### Exercise prompt:
Return, exactly, the line that contains "Please place a point on the rear bumper" together with all lines after it to the end of the entries, and no further lines.

Point-per-instance localization data:
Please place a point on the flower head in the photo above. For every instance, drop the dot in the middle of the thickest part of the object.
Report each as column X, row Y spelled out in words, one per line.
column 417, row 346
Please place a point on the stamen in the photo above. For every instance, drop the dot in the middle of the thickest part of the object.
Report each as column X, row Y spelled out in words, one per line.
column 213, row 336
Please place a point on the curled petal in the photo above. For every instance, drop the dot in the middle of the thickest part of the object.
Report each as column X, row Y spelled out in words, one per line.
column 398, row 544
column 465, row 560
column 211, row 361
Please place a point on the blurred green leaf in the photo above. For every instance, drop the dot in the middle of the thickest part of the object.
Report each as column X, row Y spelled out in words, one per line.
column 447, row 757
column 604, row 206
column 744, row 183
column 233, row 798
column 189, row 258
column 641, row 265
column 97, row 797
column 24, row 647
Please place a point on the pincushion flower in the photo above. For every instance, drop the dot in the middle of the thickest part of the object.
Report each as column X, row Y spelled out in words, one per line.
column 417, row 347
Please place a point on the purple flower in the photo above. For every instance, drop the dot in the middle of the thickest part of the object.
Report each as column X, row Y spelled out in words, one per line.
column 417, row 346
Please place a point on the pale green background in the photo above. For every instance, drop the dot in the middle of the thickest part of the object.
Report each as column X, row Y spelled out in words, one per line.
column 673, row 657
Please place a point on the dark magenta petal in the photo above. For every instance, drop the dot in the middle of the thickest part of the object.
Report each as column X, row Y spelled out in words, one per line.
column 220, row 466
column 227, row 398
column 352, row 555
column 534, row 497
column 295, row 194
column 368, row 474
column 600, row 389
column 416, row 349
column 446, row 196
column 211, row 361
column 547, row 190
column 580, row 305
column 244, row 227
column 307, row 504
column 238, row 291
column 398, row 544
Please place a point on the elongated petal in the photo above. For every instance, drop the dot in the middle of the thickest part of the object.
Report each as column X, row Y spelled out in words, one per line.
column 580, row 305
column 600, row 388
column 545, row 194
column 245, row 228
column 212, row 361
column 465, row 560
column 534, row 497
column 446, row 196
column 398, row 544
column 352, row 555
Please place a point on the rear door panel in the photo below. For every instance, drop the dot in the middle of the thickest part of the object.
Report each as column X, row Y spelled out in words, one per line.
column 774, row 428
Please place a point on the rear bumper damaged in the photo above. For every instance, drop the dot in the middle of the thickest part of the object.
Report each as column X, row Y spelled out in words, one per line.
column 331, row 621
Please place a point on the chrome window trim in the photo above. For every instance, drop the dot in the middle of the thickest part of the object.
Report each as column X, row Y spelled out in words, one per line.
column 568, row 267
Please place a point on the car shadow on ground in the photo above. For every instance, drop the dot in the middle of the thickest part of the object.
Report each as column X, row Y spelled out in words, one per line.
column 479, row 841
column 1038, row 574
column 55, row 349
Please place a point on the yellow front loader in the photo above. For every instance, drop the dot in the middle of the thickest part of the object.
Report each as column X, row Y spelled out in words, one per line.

### Result of the task:
Please place a point on the rear bumper damaged in the photo above. For every instance, drop the dot in the middle of the thickest part of the object.
Report each as column X, row Y spelled out in words, one per line.
column 331, row 621
Please place a point on the chrome window trim in the photo above. For every instance, drop the dot in the middle of the thickest part of the object.
Report each as column X, row Y spelled out in words, one per line.
column 568, row 267
Please place a point on the car shadow on ground in the photo above. For every instance, drop the dot in the middle of the thickest part of the object.
Report each as column X, row Y spelled out in words, one per line.
column 479, row 841
column 1038, row 574
column 55, row 349
Please place a point on the yellow front loader in the photo above. For every instance, drop the dot in the middle of the thickest part of the object.
Report each as column X, row Y spelled out in words, one per line.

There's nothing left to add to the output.